> _SELECTED EXTRACT_:

Maria Nemeth (Hungarian: Németh Mária; 13 March 1897 – 28 December 1967) was a Hungarian dramatic coloratura soprano, particularly associated with the Italian repertory, one of the leading dramatic sopranos of the inter-war period.

==Life and career==
Nemeth was born in Körmend. She studied first in Budapest with Georg Anthes and Géza László, in Milan with Giannina Russ, in Naples with Fernando de Lucia, and Vienna with Kaschowska. She made her stage debut in Budapest, as Sulamith in Karl Goldmark's The Queen of Sheba, in 1923. She began her career by singing lyric and high soprano roles, gradually adding dramatic roles to her repertoire.

Star soprano at the Vienna State Opera from 1925 until 1946, she also appeared at the Paris Opéra in 1928, as Constanze in the Abduction from the Seraglio, and at the Royal Opera House in London, as Turandot, in 1931.

> _Referring expression data_:
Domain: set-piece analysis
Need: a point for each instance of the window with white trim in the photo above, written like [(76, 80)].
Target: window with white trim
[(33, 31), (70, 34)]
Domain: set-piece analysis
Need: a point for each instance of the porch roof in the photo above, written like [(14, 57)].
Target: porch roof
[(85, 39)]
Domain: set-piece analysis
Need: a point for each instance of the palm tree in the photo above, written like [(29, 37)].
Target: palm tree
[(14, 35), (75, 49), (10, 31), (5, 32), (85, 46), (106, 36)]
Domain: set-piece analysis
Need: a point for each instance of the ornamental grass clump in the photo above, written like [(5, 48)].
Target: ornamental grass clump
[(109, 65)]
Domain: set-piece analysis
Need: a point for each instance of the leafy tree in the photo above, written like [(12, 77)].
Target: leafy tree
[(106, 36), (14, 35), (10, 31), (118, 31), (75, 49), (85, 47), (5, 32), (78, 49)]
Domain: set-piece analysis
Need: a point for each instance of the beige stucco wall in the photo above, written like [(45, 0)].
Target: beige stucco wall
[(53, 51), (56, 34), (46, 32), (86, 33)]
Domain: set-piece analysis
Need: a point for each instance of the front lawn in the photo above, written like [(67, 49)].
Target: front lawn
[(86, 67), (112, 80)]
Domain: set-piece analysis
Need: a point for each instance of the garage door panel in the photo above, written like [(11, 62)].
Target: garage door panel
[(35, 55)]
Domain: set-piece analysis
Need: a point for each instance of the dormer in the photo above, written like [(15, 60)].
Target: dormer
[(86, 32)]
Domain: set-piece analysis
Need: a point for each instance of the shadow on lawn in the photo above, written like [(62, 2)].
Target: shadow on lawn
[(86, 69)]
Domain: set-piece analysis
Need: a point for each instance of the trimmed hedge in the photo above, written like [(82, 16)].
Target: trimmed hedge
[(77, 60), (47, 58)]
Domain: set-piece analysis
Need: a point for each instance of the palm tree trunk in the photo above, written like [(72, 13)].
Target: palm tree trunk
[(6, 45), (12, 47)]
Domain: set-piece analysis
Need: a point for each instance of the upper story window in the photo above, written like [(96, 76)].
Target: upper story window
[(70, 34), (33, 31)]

> _ABOUT THIS EXERCISE_: Please copy the Maria Nemeth passage between "Maria Nemeth (Hungarian: Németh" and "the inter-war period.", inclusive, changing "Italian repertory" to "Italian repertoire".

> _RESULT_:
Maria Nemeth (Hungarian: Németh Mária; 13 March 1897 – 28 December 1967) was a Hungarian dramatic coloratura soprano, particularly associated with the Italian repertoire, one of the leading dramatic sopranos of the inter-war period.